Directions for this task: Your answer should hold all lines of the entries that include the word "each".
== Segment start ==
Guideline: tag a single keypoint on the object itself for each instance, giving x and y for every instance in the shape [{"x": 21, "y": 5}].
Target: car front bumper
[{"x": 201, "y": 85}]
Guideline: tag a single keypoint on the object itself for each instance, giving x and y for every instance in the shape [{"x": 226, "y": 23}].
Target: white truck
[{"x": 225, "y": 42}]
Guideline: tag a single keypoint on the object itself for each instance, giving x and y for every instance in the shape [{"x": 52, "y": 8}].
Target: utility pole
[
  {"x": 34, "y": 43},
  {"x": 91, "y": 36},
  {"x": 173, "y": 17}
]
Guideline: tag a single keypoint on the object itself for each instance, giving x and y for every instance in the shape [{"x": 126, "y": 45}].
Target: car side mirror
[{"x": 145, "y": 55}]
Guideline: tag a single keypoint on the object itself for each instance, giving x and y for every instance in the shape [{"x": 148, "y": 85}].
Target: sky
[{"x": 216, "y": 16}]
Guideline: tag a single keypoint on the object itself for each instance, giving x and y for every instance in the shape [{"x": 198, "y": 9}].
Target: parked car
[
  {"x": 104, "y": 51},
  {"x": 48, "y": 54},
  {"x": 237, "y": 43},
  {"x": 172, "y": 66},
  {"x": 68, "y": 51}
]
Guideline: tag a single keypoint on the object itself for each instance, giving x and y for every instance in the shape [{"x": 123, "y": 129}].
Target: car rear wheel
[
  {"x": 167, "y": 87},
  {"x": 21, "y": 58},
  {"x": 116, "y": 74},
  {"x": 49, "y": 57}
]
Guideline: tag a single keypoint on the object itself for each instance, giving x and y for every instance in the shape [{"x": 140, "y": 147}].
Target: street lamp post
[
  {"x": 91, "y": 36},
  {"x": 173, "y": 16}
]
== Segment end ==
== Segment start ==
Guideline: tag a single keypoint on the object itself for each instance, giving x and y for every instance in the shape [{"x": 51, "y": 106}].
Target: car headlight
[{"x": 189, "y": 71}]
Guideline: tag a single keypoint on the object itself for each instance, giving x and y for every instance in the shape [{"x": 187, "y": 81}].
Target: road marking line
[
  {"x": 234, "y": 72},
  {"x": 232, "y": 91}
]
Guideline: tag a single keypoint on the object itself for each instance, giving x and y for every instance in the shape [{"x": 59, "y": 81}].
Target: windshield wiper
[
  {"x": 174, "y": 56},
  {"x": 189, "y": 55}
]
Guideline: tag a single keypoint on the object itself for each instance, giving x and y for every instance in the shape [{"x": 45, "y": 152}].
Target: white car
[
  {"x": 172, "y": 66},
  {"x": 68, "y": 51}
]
== Segment end ==
Your response:
Guideline: tag a single keypoint on the object itself for each instance, giving x and y for every instance in the shape [{"x": 21, "y": 5}].
Guideline: tag a single keypoint on the object itself for each instance, giving x and y for every instance in the shape [{"x": 226, "y": 23}].
Guideline: tag a single keypoint on the object itself for each instance, giving x and y for every instance in the shape [{"x": 52, "y": 8}].
Guideline: tag a single keypoint on the object itself for each instance, giving x and y for every instance in the shape [{"x": 126, "y": 45}].
Guideline: tag a single keypoint on the object itself for each instance, giving x and y for every instance in the shape [{"x": 148, "y": 85}].
Guideline: tag a single keypoint on the object itself for each instance, giving x and y for every instance in the shape [{"x": 198, "y": 9}].
Guideline: tag a single keypoint on the object itself for each instance, giving x and y for every instance in the shape [{"x": 123, "y": 129}].
Guideline: tag a single keypoint on the object itself for each instance, giving x and y for every instance in the shape [{"x": 140, "y": 147}].
Guideline: tag a single keypoint on the object itself for each instance, giving x and y for every instance in the shape [{"x": 51, "y": 106}].
Guideline: tag a single keypoint on the object itself for each instance, giving x and y for every instance in the shape [{"x": 187, "y": 81}].
Guideline: tag a single keypoint on the object itself for each instance, giving x and y for every instance in the shape [{"x": 59, "y": 81}].
Guideline: tag a single keypoint on the object itself for each instance, giving x and y for every instance in the shape [{"x": 45, "y": 152}].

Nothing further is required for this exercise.